§ **DATA SHOWN**
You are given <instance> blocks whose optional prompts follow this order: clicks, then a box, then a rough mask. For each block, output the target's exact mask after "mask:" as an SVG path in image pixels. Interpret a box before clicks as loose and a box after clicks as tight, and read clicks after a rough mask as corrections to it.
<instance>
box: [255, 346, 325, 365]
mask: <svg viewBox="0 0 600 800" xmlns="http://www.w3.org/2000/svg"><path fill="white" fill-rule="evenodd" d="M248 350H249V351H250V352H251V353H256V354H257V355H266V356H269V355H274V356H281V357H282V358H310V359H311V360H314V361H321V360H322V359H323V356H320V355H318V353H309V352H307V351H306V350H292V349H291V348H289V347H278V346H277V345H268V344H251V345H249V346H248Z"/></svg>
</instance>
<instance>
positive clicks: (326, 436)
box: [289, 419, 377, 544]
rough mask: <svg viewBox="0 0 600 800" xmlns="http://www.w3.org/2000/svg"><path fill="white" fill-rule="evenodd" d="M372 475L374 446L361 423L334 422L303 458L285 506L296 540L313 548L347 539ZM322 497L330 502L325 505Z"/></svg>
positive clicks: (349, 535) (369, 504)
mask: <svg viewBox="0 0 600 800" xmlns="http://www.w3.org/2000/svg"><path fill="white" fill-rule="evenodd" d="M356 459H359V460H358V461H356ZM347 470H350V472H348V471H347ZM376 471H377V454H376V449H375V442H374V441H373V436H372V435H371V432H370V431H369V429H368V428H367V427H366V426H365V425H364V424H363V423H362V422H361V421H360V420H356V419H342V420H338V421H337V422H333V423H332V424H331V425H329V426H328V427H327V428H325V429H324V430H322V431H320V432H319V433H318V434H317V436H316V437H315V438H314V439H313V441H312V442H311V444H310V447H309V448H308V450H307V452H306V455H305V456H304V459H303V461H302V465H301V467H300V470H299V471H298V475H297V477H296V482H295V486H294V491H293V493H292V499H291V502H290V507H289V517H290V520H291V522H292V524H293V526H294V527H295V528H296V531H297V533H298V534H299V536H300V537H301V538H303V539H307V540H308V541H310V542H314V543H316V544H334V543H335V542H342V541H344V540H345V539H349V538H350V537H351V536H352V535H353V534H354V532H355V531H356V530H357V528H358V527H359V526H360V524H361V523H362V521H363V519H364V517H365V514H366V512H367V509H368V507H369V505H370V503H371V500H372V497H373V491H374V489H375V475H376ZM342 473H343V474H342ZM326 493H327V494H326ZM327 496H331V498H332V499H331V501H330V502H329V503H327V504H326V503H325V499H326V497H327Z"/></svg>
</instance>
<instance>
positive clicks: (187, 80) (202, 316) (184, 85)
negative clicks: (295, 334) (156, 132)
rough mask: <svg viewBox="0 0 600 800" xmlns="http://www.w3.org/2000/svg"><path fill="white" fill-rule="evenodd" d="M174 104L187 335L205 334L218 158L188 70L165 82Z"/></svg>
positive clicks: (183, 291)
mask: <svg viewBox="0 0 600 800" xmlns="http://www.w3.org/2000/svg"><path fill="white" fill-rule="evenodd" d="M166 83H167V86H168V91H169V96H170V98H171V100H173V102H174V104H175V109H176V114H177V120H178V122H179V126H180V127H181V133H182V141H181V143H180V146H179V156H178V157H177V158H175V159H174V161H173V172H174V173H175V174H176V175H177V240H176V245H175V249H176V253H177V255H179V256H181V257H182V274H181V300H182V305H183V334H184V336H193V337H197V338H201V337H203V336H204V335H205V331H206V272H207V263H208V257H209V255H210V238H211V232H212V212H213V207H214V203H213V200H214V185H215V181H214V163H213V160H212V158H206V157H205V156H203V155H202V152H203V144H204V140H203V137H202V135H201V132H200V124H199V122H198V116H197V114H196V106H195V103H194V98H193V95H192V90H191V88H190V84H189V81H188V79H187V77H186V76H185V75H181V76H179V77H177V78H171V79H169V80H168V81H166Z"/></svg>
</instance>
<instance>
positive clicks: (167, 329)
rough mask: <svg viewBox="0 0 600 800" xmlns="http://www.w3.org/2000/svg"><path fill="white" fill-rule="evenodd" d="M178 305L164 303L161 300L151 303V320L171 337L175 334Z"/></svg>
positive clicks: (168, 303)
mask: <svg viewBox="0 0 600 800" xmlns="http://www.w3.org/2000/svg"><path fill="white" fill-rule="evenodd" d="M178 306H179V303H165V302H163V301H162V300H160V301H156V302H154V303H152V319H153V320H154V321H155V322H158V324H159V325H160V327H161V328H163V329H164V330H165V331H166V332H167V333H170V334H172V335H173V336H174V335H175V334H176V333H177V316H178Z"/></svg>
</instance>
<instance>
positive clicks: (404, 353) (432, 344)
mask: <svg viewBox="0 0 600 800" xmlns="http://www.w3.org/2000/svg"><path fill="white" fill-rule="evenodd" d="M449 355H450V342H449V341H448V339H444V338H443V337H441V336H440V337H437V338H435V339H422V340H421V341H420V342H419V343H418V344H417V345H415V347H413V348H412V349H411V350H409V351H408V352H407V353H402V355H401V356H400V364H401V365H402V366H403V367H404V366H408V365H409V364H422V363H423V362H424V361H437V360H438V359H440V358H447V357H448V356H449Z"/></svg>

§ **WHAT THE EXERCISE ASKS**
Take the material above and print all of it exactly.

§ **YOUR SOLUTION**
You are given <instance> blocks whose optional prompts follow this order: clicks, then a box, then a rough mask. For each block, output the target's exact mask after "mask:" as an SVG path in image pixels. Interpret a box before clicks as loose and a box after clicks as tight, and read clicks after a rough mask as corrections to it.
<instance>
box: [255, 346, 325, 365]
mask: <svg viewBox="0 0 600 800" xmlns="http://www.w3.org/2000/svg"><path fill="white" fill-rule="evenodd" d="M248 350H249V351H250V352H251V353H256V354H257V355H266V356H269V355H274V356H281V357H282V358H310V359H311V360H314V361H321V360H322V359H323V356H320V355H318V353H309V352H307V351H306V350H292V349H291V348H289V347H278V346H277V345H268V344H251V345H249V346H248Z"/></svg>
</instance>
<instance>
positive clicks: (326, 436)
box: [289, 419, 377, 544]
rough mask: <svg viewBox="0 0 600 800" xmlns="http://www.w3.org/2000/svg"><path fill="white" fill-rule="evenodd" d="M372 475L374 446L361 423L334 422L303 458L285 506L296 540L313 548L347 539ZM322 497L330 502L325 505Z"/></svg>
positive clicks: (349, 535) (369, 504)
mask: <svg viewBox="0 0 600 800" xmlns="http://www.w3.org/2000/svg"><path fill="white" fill-rule="evenodd" d="M356 459H359V460H358V461H356ZM347 470H350V472H348V471H347ZM376 471H377V454H376V449H375V442H374V441H373V436H372V435H371V432H370V431H369V429H368V428H367V427H366V426H365V425H364V424H363V423H362V422H361V421H360V420H356V419H342V420H338V421H337V422H333V423H332V424H331V425H329V426H328V427H327V428H325V429H324V430H322V431H320V432H319V433H318V434H317V436H316V437H315V438H314V439H313V441H312V442H311V444H310V447H309V448H308V450H307V452H306V455H305V456H304V459H303V461H302V465H301V467H300V470H299V471H298V475H297V477H296V482H295V486H294V491H293V493H292V499H291V502H290V507H289V517H290V520H291V522H292V524H293V526H294V527H295V528H296V531H297V533H298V534H299V536H300V537H301V538H303V539H307V540H308V541H310V542H314V543H316V544H334V543H335V542H342V541H344V540H345V539H349V538H350V537H351V536H352V535H353V534H354V532H355V531H356V530H357V528H358V527H359V526H360V524H361V523H362V521H363V519H364V517H365V514H366V512H367V509H368V507H369V505H370V503H371V500H372V497H373V491H374V489H375V475H376ZM342 473H343V474H342ZM326 493H327V494H326ZM327 496H331V498H332V499H331V501H330V502H329V503H327V504H326V503H325V499H326V497H327Z"/></svg>
</instance>
<instance>
positive clicks: (187, 80) (202, 316) (184, 85)
negative clicks: (295, 334) (156, 132)
rough mask: <svg viewBox="0 0 600 800" xmlns="http://www.w3.org/2000/svg"><path fill="white" fill-rule="evenodd" d="M174 104L187 335L205 334L218 158L188 70L165 82Z"/></svg>
positive clicks: (183, 291)
mask: <svg viewBox="0 0 600 800" xmlns="http://www.w3.org/2000/svg"><path fill="white" fill-rule="evenodd" d="M166 83H167V86H168V91H169V96H170V98H171V100H173V102H174V104H175V109H176V114H177V120H178V122H179V126H180V127H181V133H182V141H181V143H180V146H179V156H178V157H177V158H175V159H174V161H173V172H174V173H175V174H176V175H177V240H176V245H175V249H176V253H177V255H179V256H181V257H182V274H181V300H182V305H183V334H184V336H193V337H197V338H201V337H203V336H204V335H205V331H206V272H207V263H208V257H209V255H210V238H211V232H212V212H213V207H214V203H213V200H214V185H215V181H214V163H213V160H212V158H206V157H205V156H203V155H202V152H203V144H204V140H203V137H202V135H201V132H200V124H199V122H198V116H197V114H196V106H195V103H194V98H193V95H192V90H191V88H190V84H189V81H188V79H187V77H186V76H185V75H181V76H179V77H177V78H171V79H169V80H168V81H166Z"/></svg>
</instance>
<instance>
positive clicks: (167, 329)
rough mask: <svg viewBox="0 0 600 800" xmlns="http://www.w3.org/2000/svg"><path fill="white" fill-rule="evenodd" d="M178 305L164 303L161 300L151 303V320L171 337L175 334Z"/></svg>
positive clicks: (168, 303)
mask: <svg viewBox="0 0 600 800" xmlns="http://www.w3.org/2000/svg"><path fill="white" fill-rule="evenodd" d="M178 306H179V303H165V302H163V301H162V300H160V301H156V302H154V303H152V319H153V320H154V321H155V322H158V324H159V325H160V327H161V328H163V329H164V330H165V331H166V332H167V333H170V334H172V335H173V336H174V335H175V334H176V333H177V316H178Z"/></svg>
</instance>
<instance>
positive clicks: (404, 353) (432, 344)
mask: <svg viewBox="0 0 600 800" xmlns="http://www.w3.org/2000/svg"><path fill="white" fill-rule="evenodd" d="M449 355H450V342H449V341H448V339H444V338H443V337H441V336H440V337H437V338H435V339H422V340H421V341H420V342H419V343H418V344H417V345H415V347H413V348H412V349H411V350H409V351H408V352H407V353H402V355H401V356H400V364H401V365H402V366H403V367H404V366H408V365H409V364H422V363H423V362H424V361H437V360H438V359H440V358H447V357H448V356H449Z"/></svg>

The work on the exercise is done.